━━ EXTRAIT DU DOCUMENT ━━
Depuis que nos enfants sont nés, Rania et moi avons été très attentifs à leur enseigner le respect des autres et de leurs différences. Nous avons, souvent et avec persistance, expliqué la différence entre l’autorité d’occupation et le peuple juif. Nous leur avons expliqué que notre problème était simplement l’occupation, pas plus, pas moins. Pendant qu’elle observait et écoutait la discussion que j’avais avec la police des frontières, et en réalisant combien son père était impuissant, Nahla s’est serrée contre moi et m’a murmuré à l’oreille « Je hais ces gens, pourquoi ne veulent-ils pas nous laisser passer, nous n’avons rien fait de mal. » D’entendre ainsi Nahla m’a rendu furieux car je me sentais sans défense, comment pouvais-je l’expliquer ou le justifier ? Je ne pouvais pas l’expliquer. La situation était ridicule, et humaine.

Maintenant que je suis de retour à Ramallah, je me sens encore plus désarmé et démuni de ne pas pouvoir faire quoi que ce soit pour la résidence de mes enfants, ni pour celle de plus de 50 000 familles palestiniennes qui ont un ou deux parents originaires de Gaza et qui endurent les mêmes problèmes, voire pire. L’aspect le plus pénible de cette saga est que l’Autorité palestinienne ne peut rien y faire. La situation tout entière est entre les mains des autorités d’occupation israéliennes. Et rien n’indique qu’elles régleront ce problème, sauf si on fait pression sur elles pour qu’elles le fassent. Je sais que ni moi ni aucun autre Palestinien ne pouvons rien y changer. »
━━━
• CONSIGNE ÉCRITE 1: D'après l'extrait, combien de familles palestiniennes ont un ou deux parents originaires de Gaza ?
━━ DONNÉES AFFICHÉES ━━
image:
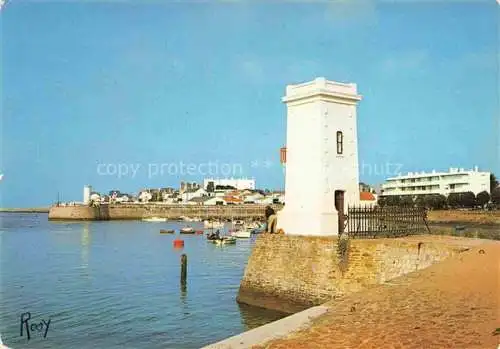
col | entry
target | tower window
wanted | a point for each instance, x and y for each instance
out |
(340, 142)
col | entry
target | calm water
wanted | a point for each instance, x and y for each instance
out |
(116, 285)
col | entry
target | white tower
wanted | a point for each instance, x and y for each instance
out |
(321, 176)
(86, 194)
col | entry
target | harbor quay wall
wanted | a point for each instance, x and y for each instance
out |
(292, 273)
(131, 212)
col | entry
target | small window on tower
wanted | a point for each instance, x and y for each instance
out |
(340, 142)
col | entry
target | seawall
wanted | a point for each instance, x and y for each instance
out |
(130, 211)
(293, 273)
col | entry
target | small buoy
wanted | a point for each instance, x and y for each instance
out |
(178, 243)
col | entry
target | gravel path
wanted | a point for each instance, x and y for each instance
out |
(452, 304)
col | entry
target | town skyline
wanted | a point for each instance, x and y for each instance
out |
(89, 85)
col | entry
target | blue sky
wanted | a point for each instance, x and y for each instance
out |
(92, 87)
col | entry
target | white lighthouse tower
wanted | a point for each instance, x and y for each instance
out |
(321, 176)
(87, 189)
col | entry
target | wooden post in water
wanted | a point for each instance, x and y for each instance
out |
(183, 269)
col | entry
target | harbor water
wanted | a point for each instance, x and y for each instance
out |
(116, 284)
━━━
━━ DONNÉES AFFICHÉES ━━
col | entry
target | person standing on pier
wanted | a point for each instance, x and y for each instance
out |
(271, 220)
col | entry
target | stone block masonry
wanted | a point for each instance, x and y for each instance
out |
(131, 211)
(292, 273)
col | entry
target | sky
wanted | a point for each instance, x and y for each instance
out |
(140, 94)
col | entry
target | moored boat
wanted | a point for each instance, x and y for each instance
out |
━━━
━━ DONNÉES AFFICHÉES ━━
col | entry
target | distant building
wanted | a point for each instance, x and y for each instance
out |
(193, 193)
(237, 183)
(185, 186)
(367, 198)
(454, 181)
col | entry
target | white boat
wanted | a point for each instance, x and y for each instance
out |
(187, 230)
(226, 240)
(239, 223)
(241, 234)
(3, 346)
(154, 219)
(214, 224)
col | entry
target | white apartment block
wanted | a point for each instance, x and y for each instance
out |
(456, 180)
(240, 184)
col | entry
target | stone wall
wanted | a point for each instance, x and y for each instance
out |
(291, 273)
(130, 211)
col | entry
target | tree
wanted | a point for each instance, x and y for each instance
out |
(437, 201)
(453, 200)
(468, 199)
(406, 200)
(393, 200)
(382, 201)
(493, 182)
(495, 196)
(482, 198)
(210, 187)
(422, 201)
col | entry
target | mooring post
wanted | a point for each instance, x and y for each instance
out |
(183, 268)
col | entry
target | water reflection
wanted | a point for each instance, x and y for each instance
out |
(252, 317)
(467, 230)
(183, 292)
━━━
• CONSIGNE ÉCRITE 2: Combien de lignes des entrées contiennent le mot « boat » ? Donne uniquement ce nombre.

• RÉPONSE ATTENDUE 1: Plus de 50 000 familles.

• RÉPONSE ATTENDUE 2: 2